▶ [TASK TO CARRY OUT]
Put every line below into a Markdown table with the columns Row and Line, numbering the rows in order and leaving out any blank lines.

━━━━━━━━━━━━━━━━━━━━

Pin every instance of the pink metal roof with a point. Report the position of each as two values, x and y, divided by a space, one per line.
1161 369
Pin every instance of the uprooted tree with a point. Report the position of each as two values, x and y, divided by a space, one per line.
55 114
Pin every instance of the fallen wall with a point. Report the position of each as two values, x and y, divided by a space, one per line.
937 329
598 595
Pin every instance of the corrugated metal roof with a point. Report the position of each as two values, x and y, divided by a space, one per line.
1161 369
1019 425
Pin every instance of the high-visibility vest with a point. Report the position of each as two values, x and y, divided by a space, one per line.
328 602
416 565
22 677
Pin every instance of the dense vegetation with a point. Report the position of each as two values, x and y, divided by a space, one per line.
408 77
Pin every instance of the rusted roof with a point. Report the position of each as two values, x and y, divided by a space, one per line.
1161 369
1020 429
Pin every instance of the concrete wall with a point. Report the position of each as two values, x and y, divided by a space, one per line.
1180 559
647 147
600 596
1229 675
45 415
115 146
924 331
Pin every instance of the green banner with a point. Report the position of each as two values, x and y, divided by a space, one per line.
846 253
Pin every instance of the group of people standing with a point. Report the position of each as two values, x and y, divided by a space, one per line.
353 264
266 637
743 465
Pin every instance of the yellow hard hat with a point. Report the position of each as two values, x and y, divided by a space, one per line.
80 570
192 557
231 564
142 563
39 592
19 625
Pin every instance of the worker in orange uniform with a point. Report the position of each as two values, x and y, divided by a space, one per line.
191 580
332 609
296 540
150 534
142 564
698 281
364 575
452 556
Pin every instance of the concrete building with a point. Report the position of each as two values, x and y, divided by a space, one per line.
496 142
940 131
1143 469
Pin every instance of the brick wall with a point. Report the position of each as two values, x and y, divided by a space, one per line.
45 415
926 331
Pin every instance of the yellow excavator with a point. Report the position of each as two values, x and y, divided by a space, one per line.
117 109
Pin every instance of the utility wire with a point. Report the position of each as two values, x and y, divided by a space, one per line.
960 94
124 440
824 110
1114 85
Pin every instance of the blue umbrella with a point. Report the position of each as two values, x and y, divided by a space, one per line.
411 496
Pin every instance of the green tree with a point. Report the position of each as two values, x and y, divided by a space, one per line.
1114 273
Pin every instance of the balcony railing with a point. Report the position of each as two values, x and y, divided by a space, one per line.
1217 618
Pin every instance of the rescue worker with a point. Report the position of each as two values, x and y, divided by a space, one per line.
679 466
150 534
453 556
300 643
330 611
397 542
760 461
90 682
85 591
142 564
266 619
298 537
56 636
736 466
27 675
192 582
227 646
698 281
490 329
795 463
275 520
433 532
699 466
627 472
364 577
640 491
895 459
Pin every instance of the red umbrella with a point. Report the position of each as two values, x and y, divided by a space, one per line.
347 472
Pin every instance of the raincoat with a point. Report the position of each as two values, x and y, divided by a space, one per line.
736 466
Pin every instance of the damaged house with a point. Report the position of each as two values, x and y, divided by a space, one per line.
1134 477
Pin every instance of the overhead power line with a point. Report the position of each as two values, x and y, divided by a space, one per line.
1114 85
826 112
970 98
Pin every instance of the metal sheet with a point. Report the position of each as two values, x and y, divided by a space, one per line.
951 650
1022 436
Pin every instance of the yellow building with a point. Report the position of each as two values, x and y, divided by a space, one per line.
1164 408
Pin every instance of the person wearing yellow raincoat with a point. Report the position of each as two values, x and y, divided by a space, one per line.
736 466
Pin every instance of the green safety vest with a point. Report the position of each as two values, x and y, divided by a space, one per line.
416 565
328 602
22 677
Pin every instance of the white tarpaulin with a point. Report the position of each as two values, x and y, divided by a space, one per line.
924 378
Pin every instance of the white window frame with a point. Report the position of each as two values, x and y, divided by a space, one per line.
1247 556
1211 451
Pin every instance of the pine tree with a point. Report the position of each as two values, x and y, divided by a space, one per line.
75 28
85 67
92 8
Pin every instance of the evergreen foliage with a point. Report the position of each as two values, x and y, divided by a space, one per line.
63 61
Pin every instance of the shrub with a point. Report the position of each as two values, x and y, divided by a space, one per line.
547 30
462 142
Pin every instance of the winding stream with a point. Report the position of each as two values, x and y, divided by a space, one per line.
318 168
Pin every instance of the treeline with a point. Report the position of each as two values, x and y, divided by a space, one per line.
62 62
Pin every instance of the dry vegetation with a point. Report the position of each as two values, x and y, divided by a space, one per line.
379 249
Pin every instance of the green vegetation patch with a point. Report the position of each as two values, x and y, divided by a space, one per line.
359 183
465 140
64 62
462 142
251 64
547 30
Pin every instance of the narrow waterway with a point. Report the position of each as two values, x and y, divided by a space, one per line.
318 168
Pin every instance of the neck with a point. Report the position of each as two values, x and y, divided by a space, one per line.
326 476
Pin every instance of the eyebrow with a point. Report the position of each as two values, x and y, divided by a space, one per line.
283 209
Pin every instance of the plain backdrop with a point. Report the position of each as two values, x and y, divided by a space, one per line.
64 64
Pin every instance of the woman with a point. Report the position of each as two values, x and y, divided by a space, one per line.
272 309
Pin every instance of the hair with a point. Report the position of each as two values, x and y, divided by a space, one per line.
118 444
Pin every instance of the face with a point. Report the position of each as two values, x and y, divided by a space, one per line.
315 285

━━━━━━━━━━━━━━━━━━━━

▶ [SOLUTION TO THE EXERCISE]
| Row | Line |
|---|---|
| 1 | Pin every instance of the pink metal roof with a point. Report the position of each as two values, x and y, divided by a space, one per line. |
| 2 | 1161 369 |
| 3 | Pin every instance of the uprooted tree with a point. Report the position of each as two values, x and y, divided by a space, one per line. |
| 4 | 55 114 |
| 5 | Pin every instance of the fallen wall with a point. Report the position of each as two values, x and y, divided by a space, one per line. |
| 6 | 937 329 |
| 7 | 598 595 |
| 8 | Pin every instance of the corrugated metal roof with a point. Report the position of each as two values, x and y, divided by a space, one per line. |
| 9 | 1161 369 |
| 10 | 1019 425 |
| 11 | Pin every instance of the high-visibility vest with a point. Report the position of each as two values, x and y, divided by a space, one per line. |
| 12 | 328 602 |
| 13 | 416 565 |
| 14 | 22 677 |
| 15 | Pin every instance of the dense vegetation with a point. Report the position of each as two values, x and y, divided by a space, one per line. |
| 16 | 408 77 |
| 17 | Pin every instance of the rusted roof with a point. Report the position of each as two values, x and y, divided by a space, one per line. |
| 18 | 1161 369 |
| 19 | 1020 429 |
| 20 | Pin every instance of the concrete wall with a point. Report the position of each as two values, x and y, divided by a space, one per line. |
| 21 | 1180 559 |
| 22 | 647 147 |
| 23 | 600 596 |
| 24 | 1229 675 |
| 25 | 45 415 |
| 26 | 115 146 |
| 27 | 924 331 |
| 28 | Pin every instance of the green banner with a point. Report the position of each as two values, x and y, divided by a space, one per line. |
| 29 | 846 253 |
| 30 | Pin every instance of the group of people standing with a point. Report the position of each as two values, x and y, divided by a space, one per line. |
| 31 | 353 264 |
| 32 | 266 637 |
| 33 | 743 465 |
| 34 | Pin every instance of the yellow hard hat with a point. Report the position of each as two values, x and y, divided by a space, one per line. |
| 35 | 80 570 |
| 36 | 192 557 |
| 37 | 231 564 |
| 38 | 142 563 |
| 39 | 39 592 |
| 40 | 19 625 |
| 41 | Pin every instance of the worker in orange uniform with a point. Report the position of each as two values, x and y, divided by a space, one per line. |
| 42 | 191 580 |
| 43 | 332 609 |
| 44 | 296 540 |
| 45 | 150 534 |
| 46 | 142 564 |
| 47 | 698 281 |
| 48 | 364 575 |
| 49 | 452 556 |
| 50 | Pin every instance of the concrete building with a point. Report the position of each as two values, x and y, divided by a space, one per line. |
| 51 | 496 142 |
| 52 | 940 131 |
| 53 | 1143 469 |
| 54 | Pin every instance of the brick wall with a point. Report the position of each as two values, x and y, divided by a space, one per line. |
| 55 | 45 415 |
| 56 | 926 331 |
| 57 | Pin every instance of the yellow excavator with a point. Report the position of each as two values, x and y, divided by a space, one per line. |
| 58 | 117 109 |
| 59 | Pin every instance of the utility wire with a point. Report the position of each as two values, x and y, divided by a space, one per line. |
| 60 | 960 94 |
| 61 | 124 440 |
| 62 | 824 110 |
| 63 | 1114 85 |
| 64 | Pin every instance of the blue umbrella with a point. Report the position of each as two values, x and y, divided by a space, one per line. |
| 65 | 411 496 |
| 66 | Pin every instance of the green tree with a point. Report the position of each as two values, x and y, divided by a space, one per line. |
| 67 | 1114 273 |
| 68 | Pin every instance of the balcony railing with a point. Report the position of each as two values, x and y, divided by a space, one per line. |
| 69 | 1217 618 |
| 70 | Pin every instance of the rescue worker with a point. Report the position of each as two values, x and y, divided by a space, one per line. |
| 71 | 679 466 |
| 72 | 150 534 |
| 73 | 453 556 |
| 74 | 300 643 |
| 75 | 330 611 |
| 76 | 397 542 |
| 77 | 760 461 |
| 78 | 90 682 |
| 79 | 85 591 |
| 80 | 142 564 |
| 81 | 266 619 |
| 82 | 298 537 |
| 83 | 56 636 |
| 84 | 736 466 |
| 85 | 27 675 |
| 86 | 192 582 |
| 87 | 227 646 |
| 88 | 698 281 |
| 89 | 490 329 |
| 90 | 795 463 |
| 91 | 275 520 |
| 92 | 433 532 |
| 93 | 699 466 |
| 94 | 627 472 |
| 95 | 364 577 |
| 96 | 640 491 |
| 97 | 895 459 |
| 98 | Pin every instance of the red umbrella with a point. Report the position of each as two values, x and y, divided by a space, one per line. |
| 99 | 347 472 |
| 100 | Pin every instance of the raincoat with a point. Report the position of each as two values, x and y, divided by a space, one per line. |
| 101 | 736 466 |
| 102 | Pin every instance of the damaged house with a point. Report the position of each as two values, x and y, divided by a space, one per line. |
| 103 | 1134 477 |
| 104 | Pin every instance of the overhead power line with a point. Report the position of each as two values, x and y, divided by a space, one per line. |
| 105 | 1114 85 |
| 106 | 826 112 |
| 107 | 970 98 |
| 108 | Pin every instance of the metal sheet with a point. Report the position of each as two values, x and y, divided by a space, one per line. |
| 109 | 951 650 |
| 110 | 1022 436 |
| 111 | Pin every instance of the yellow building with a point. Report the position of each as two values, x and y, divided by a space, one per line. |
| 112 | 1164 408 |
| 113 | Pin every instance of the person wearing yellow raincoat with a point. Report the position of each as two values, x and y, divided by a space, one per line. |
| 114 | 736 466 |
| 115 | Pin every instance of the green safety vest with a point. Report the position of each as two values, x and y, divided by a space, one per line. |
| 116 | 416 565 |
| 117 | 328 602 |
| 118 | 22 677 |
| 119 | Pin every instance of the white tarpaulin with a point. Report the position of each as two values, x and y, divided by a space, one per line. |
| 120 | 924 378 |
| 121 | Pin every instance of the white window frame with a point. Report the position of each as two values, x and y, divided by a space, one per line. |
| 122 | 1247 556 |
| 123 | 1211 451 |
| 124 | Pin every instance of the pine tree with a point. Report the position of each as two values, x and y, divided by a space, one per line. |
| 125 | 75 28 |
| 126 | 85 67 |
| 127 | 92 8 |
| 128 | Pin every instance of the evergreen foliage with a point. Report the position of each as two values, x and y, divided by a space, one per line. |
| 129 | 63 61 |
| 130 | Pin every instance of the shrub with a point. Report the position of each as two values, x and y, divided by a space, one per line. |
| 131 | 547 30 |
| 132 | 462 142 |
| 133 | Pin every instance of the winding stream with a point. Report the position of each as two values, x and y, divided by a space, one per line. |
| 134 | 318 168 |
| 135 | Pin every instance of the treeline with a point. Report the position of each as two values, x and y, divided by a space, one per line. |
| 136 | 62 62 |
| 137 | Pin every instance of the dry vegetation with a point. Report the position of each as two values, x and y, divided by a space, one per line. |
| 138 | 379 249 |
| 139 | Pin every instance of the green vegetation patch with a point. Report the position of each as two values, x and y, divided by a space, one per line. |
| 140 | 359 183 |
| 141 | 465 140 |
| 142 | 64 62 |
| 143 | 462 142 |
| 144 | 251 64 |
| 145 | 547 30 |
| 146 | Pin every instance of the narrow waterway with a point. Report the position of each as two values, x and y, divided by a space, one per line. |
| 147 | 318 168 |
| 148 | Pin every instance of the neck with a point. Report the position of each as two values, x and y, divided by a space, one per line. |
| 149 | 326 476 |
| 150 | Pin every instance of the eyebrow with a point. Report the position of each as two values, x and y, divided by a space, one per line. |
| 151 | 283 209 |
| 152 | Pin every instance of the plain backdrop with a point. Report the position of each as two values, x and y, divided by a space, one per line. |
| 153 | 64 64 |
| 154 | Pin every instance of the woman with a point. Report the position of each as two values, x and y, divided by a space, one per line. |
| 155 | 272 309 |
| 156 | Pin every instance of the hair with a point. Report the position of each as two values, x and y, divided by a space, one per line. |
| 157 | 118 444 |
| 158 | Pin every instance of the face with a point. Report the position of each as two values, x and y, divided by a space, one per line. |
| 159 | 315 285 |